Job 1:
In the forum thread below on painting new Colorbond, give the username of each person who posted.
Job 2:
Reproduce word for word the passage of the forum thread on painting new Colorbond running from "# Forum Home" up to and including "hide behind hedging).".

Excerpt to read:
•••

# Forum Home Renovation Painting  Painting over new Colorbond

## Spottiswoode

Time to replace a section of our fence, the old one has rusted out and fallen over. The neighbours side is grey (painted), ours is cream (or whatever the actual colorbond colours are). I will be installing it myself and painting one side (theirs most likely as it will mostly hide behind hedging).  
I've had a bit of a search and come up with painting old colorbond, but not new other than references that new colorbond is difficult to paint. 
Any tips on painting a new colorbond fence please. (as dumb as painting something already painted is). I was thinking of using a roller on the sheets prior to installation and then just painting the posts and channels once installed. Not sure what's the best paint, but haven't asked at the paint shop yet - I will be guided by them, but like to get some feedback from others so they don't try to sell me extras I don't need.

----------


## johnc

We have used Dulux Weathershield on colourbond, seems to have held well, no peeling. Not new though so you may have to deal with a protective coating. We used an airless sprayer which I would suggest may give a better finish than a roller for that application.

----------


## phild01

> We used an airless sprayer

  As an aside, interested in how you thinned the paint for spraying.  I tried recently with no good result as the recommended thinning was no more than 10%.

•••

Data section:

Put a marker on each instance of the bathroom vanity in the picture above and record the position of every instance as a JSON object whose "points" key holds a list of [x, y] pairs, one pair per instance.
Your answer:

•••

Exercise answer 1:
Spottiswoode
johnc
phild01

Exercise answer 2:
# Forum Home Renovation Painting  Painting over new Colorbond

## Spottiswoode

Time to replace a section of our fence, the old one has rusted out and fallen over. The neighbours side is grey (painted), ours is cream (or whatever the actual colorbond colours are). I will be installing it myself and painting one side (theirs most likely as it will mostly hide behind hedging).